WORK REQUIRED: Leaving pictures aside, set down each line exactly, from the first line of the data to the line with "box: [137, 113, 295, 260]", both included.

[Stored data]
——————

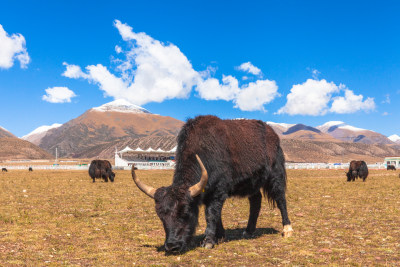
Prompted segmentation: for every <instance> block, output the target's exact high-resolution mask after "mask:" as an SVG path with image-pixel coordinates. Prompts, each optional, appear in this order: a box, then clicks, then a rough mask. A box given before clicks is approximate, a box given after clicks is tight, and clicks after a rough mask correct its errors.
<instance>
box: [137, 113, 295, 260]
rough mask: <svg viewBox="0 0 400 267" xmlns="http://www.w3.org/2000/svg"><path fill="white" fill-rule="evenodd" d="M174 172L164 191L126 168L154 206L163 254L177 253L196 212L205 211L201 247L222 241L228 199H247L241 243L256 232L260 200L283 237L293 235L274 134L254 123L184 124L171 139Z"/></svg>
mask: <svg viewBox="0 0 400 267" xmlns="http://www.w3.org/2000/svg"><path fill="white" fill-rule="evenodd" d="M177 142H178V146H177V151H176V166H175V172H174V177H173V182H172V184H171V185H170V186H166V187H160V188H158V189H156V188H153V187H151V186H148V185H146V184H144V183H143V182H142V181H140V180H139V178H138V177H137V176H136V174H135V171H134V167H132V171H131V172H132V178H133V181H134V182H135V183H136V185H137V186H138V187H139V189H140V190H141V191H143V192H144V193H145V194H146V195H148V196H149V197H151V198H154V200H155V208H156V212H157V215H158V217H159V218H160V219H161V221H162V223H163V226H164V230H165V234H166V239H165V243H164V247H165V251H166V252H167V253H171V252H172V253H176V252H183V251H184V250H185V249H186V248H187V245H188V244H189V242H190V240H191V237H192V236H193V234H194V233H195V228H196V226H197V224H198V215H199V206H200V205H202V204H204V205H205V217H206V222H207V227H206V231H205V238H204V240H203V241H202V246H204V247H206V248H213V247H214V245H215V244H216V243H217V242H218V241H220V240H223V239H224V237H225V230H224V227H223V225H222V220H221V211H222V206H223V204H224V201H225V200H226V199H227V198H229V197H232V196H239V197H248V200H249V202H250V215H249V220H248V223H247V227H246V229H245V231H244V232H243V236H244V237H251V236H252V235H253V234H254V232H255V230H256V223H257V218H258V215H259V212H260V208H261V200H262V194H261V192H260V189H262V191H263V192H264V196H265V197H266V198H267V199H268V201H269V202H270V203H271V204H272V205H274V206H275V205H277V206H278V208H279V209H280V212H281V216H282V224H283V236H284V237H289V236H291V235H292V233H293V229H292V227H291V224H290V220H289V217H288V213H287V209H286V196H285V193H286V170H285V158H284V154H283V151H282V149H281V146H280V140H279V137H278V135H277V134H276V133H275V132H274V130H273V129H272V128H271V127H270V126H268V125H266V124H265V123H263V122H262V121H258V120H221V119H219V118H217V117H215V116H198V117H196V118H194V119H189V120H188V121H187V122H186V124H185V125H184V126H183V127H182V129H181V131H180V133H179V135H178V137H177Z"/></svg>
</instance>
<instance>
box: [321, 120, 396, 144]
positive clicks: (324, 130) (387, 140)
mask: <svg viewBox="0 0 400 267" xmlns="http://www.w3.org/2000/svg"><path fill="white" fill-rule="evenodd" d="M316 128H317V129H318V130H320V131H321V132H323V133H327V134H329V135H331V136H332V137H334V138H336V139H339V140H342V141H345V142H354V143H364V144H393V142H392V141H391V140H389V139H388V138H387V137H386V136H384V135H382V134H380V133H377V132H374V131H371V130H366V129H361V128H357V127H354V126H351V125H348V124H346V123H344V122H342V121H329V122H326V123H324V124H323V125H320V126H317V127H316Z"/></svg>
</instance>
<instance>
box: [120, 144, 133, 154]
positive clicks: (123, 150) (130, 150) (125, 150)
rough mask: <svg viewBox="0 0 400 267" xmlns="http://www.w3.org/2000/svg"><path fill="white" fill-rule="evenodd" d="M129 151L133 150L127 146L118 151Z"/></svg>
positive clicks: (121, 152)
mask: <svg viewBox="0 0 400 267" xmlns="http://www.w3.org/2000/svg"><path fill="white" fill-rule="evenodd" d="M130 151H134V150H133V149H132V148H130V147H129V146H126V147H125V148H124V149H122V150H121V151H119V152H118V153H125V152H130Z"/></svg>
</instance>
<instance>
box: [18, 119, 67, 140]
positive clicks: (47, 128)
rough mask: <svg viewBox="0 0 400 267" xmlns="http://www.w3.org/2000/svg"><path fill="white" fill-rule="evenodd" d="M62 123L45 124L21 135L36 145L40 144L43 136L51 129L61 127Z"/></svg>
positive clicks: (54, 128)
mask: <svg viewBox="0 0 400 267" xmlns="http://www.w3.org/2000/svg"><path fill="white" fill-rule="evenodd" d="M61 125H62V124H60V123H54V124H52V125H44V126H40V127H38V128H36V129H35V130H33V131H32V132H30V133H28V134H27V135H24V136H22V137H21V139H24V140H27V141H29V142H31V143H33V144H35V145H39V144H40V142H41V140H42V138H43V137H44V136H45V135H46V134H47V133H48V131H50V130H51V129H55V128H58V127H60V126H61Z"/></svg>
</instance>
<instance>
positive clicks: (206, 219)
mask: <svg viewBox="0 0 400 267" xmlns="http://www.w3.org/2000/svg"><path fill="white" fill-rule="evenodd" d="M223 204H224V200H214V201H211V202H210V203H208V204H206V209H205V213H206V222H207V227H206V231H205V238H204V240H203V242H202V244H201V245H202V246H203V247H205V248H213V247H214V245H215V244H217V243H218V239H222V238H223V237H224V236H225V229H224V227H223V226H222V220H221V213H222V206H223Z"/></svg>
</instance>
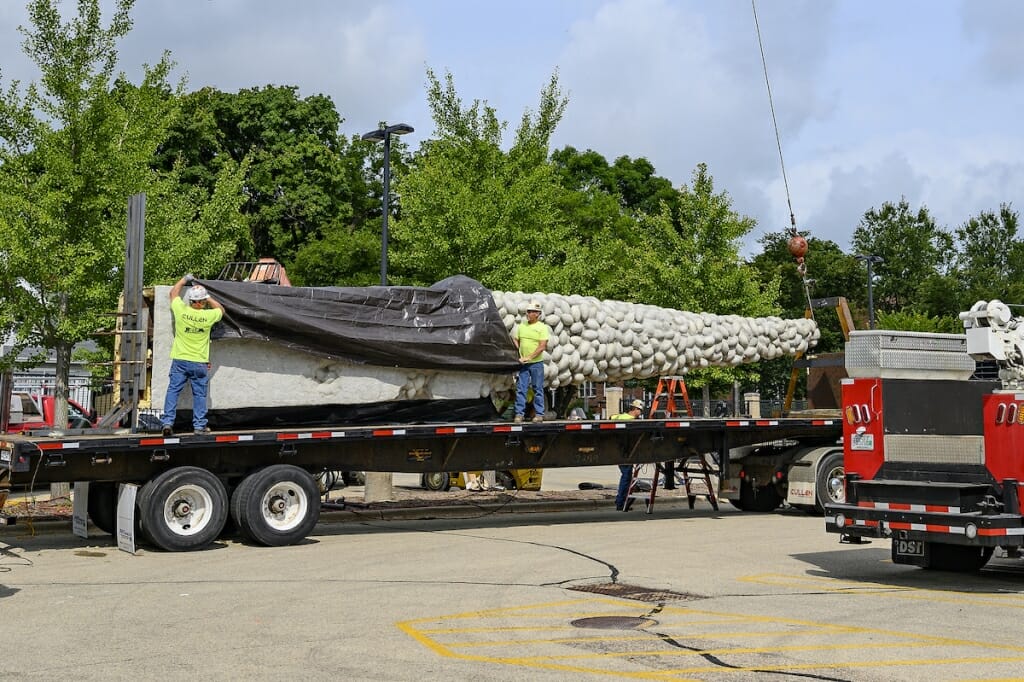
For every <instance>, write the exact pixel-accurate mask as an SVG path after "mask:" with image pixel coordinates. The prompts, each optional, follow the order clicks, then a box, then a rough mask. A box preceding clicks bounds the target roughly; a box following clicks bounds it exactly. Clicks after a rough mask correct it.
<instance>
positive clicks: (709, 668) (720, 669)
mask: <svg viewBox="0 0 1024 682" xmlns="http://www.w3.org/2000/svg"><path fill="white" fill-rule="evenodd" d="M1022 660H1024V656H991V657H987V656H979V657H974V656H971V657H961V658H902V659H889V660H851V662H835V660H834V662H830V663H827V664H813V663H809V664H796V663H795V664H790V665H781V664H780V665H777V666H775V665H772V666H750V667H734V668H722V667H720V666H705V667H702V668H674V669H672V670H663V671H660V677H667V676H670V675H695V674H697V673H739V672H761V671H765V672H768V671H776V670H779V671H790V670H835V669H838V668H842V669H850V668H893V667H911V666H962V665H968V664H971V665H974V664H986V663H987V664H993V663H1019V662H1022ZM889 674H890V675H893V673H891V672H889ZM1010 679H1014V680H1017V681H1018V682H1020V679H1021V678H1019V677H1018V678H1010Z"/></svg>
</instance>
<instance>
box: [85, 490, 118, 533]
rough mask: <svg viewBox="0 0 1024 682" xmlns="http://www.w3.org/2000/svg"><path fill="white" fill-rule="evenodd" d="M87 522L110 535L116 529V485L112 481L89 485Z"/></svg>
mask: <svg viewBox="0 0 1024 682" xmlns="http://www.w3.org/2000/svg"><path fill="white" fill-rule="evenodd" d="M88 508H89V520H90V521H92V524H93V525H94V526H96V527H97V528H99V529H100V530H102V531H103V532H108V534H110V535H112V536H113V535H114V534H115V532H116V531H117V528H118V484H117V483H115V482H112V481H93V482H91V483H89V505H88Z"/></svg>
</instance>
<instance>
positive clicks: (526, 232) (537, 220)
mask: <svg viewBox="0 0 1024 682" xmlns="http://www.w3.org/2000/svg"><path fill="white" fill-rule="evenodd" d="M427 79H428V89H427V102H428V104H429V106H430V111H431V116H432V118H433V121H434V126H435V129H436V130H435V136H434V138H433V139H431V140H429V141H427V142H425V143H424V144H423V146H422V147H421V150H420V151H419V153H418V154H417V155H416V156H415V157H414V159H413V162H412V166H411V168H410V171H409V173H408V174H407V175H404V177H399V178H397V179H396V181H395V186H396V188H397V191H398V194H400V196H401V214H400V216H399V217H398V218H397V219H396V220H395V221H394V223H393V229H392V231H391V237H392V240H393V248H392V249H391V251H390V253H391V257H392V263H393V265H394V268H393V269H394V272H395V274H396V275H397V278H398V279H399V280H401V281H403V282H404V283H408V284H431V283H433V282H436V281H438V280H441V279H444V278H446V276H450V275H452V274H455V273H463V274H466V275H469V276H472V278H474V279H476V280H479V281H480V282H482V283H483V284H485V285H486V286H488V287H490V288H493V289H522V290H526V291H538V290H542V289H548V287H549V278H550V276H551V273H552V270H553V269H554V268H557V267H559V266H560V265H561V264H562V263H564V261H565V258H566V252H567V251H568V250H569V249H570V247H571V244H572V235H571V231H570V230H569V228H568V226H567V225H565V224H564V223H563V222H562V221H561V218H560V213H559V212H558V210H557V206H558V201H559V195H560V191H561V190H560V187H559V185H558V182H557V178H556V176H555V173H554V170H553V168H552V166H551V164H549V163H548V161H547V157H548V142H549V139H550V136H551V133H552V131H553V130H554V128H555V126H556V125H557V123H558V121H559V120H560V119H561V116H562V112H563V110H564V108H565V104H566V100H565V99H564V98H563V97H562V95H561V93H560V91H559V89H558V80H557V75H556V76H553V77H552V78H551V81H550V82H549V84H548V85H547V86H546V87H545V88H544V89H543V91H542V92H541V102H540V105H539V108H538V111H537V112H536V113H532V112H529V111H527V112H525V113H524V114H523V117H522V119H521V121H520V124H519V127H518V128H517V130H516V134H515V138H514V140H513V142H512V145H511V147H510V148H509V151H508V152H504V151H503V150H502V131H503V129H504V128H505V124H504V123H502V122H500V121H499V119H498V115H497V113H496V112H495V110H494V108H492V106H489V105H487V104H486V102H481V101H479V100H474V101H473V103H472V104H470V105H469V106H465V108H464V106H463V103H462V100H461V99H460V98H459V96H458V94H457V92H456V90H455V84H454V81H453V78H452V75H451V74H447V75H446V76H445V80H444V82H443V83H442V82H441V81H439V80H438V79H437V77H436V76H435V75H434V73H433V72H432V71H429V70H428V72H427Z"/></svg>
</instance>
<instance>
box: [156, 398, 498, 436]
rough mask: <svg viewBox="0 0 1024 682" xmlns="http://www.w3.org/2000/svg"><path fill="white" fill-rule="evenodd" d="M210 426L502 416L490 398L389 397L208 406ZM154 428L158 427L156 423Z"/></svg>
mask: <svg viewBox="0 0 1024 682" xmlns="http://www.w3.org/2000/svg"><path fill="white" fill-rule="evenodd" d="M206 416H207V420H208V422H209V426H210V428H211V429H213V430H215V431H222V430H241V429H266V428H302V427H315V426H326V425H332V424H333V425H338V424H346V425H349V426H364V425H371V424H445V423H465V422H493V421H496V420H498V419H500V418H501V416H500V415H499V414H498V411H497V410H496V409H495V403H494V402H492V401H490V398H463V399H425V400H392V401H388V402H372V403H360V404H317V406H303V407H280V408H245V409H238V410H211V411H210V412H208V413H207V415H206ZM191 426H193V422H191V410H178V413H177V417H176V419H175V420H174V430H175V431H179V432H187V431H190V430H191ZM153 430H154V431H159V430H160V425H159V424H158V425H156V427H155V428H154V429H153Z"/></svg>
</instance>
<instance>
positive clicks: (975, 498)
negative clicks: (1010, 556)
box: [825, 300, 1024, 571]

——————

EXPECTED OUTPUT:
Prompted segmentation: for every <instance> block, output the target's exact high-resolution mask after "mask:" as an SVG path with image-pixel coordinates. Prompts, each optional, appear in this order: a box, then clicks, then a rough mask. A box given before clicks is approximate, a box given after clicks is tight, and clicks after a rough mask correct its errors.
<instance>
box: [137, 113, 295, 260]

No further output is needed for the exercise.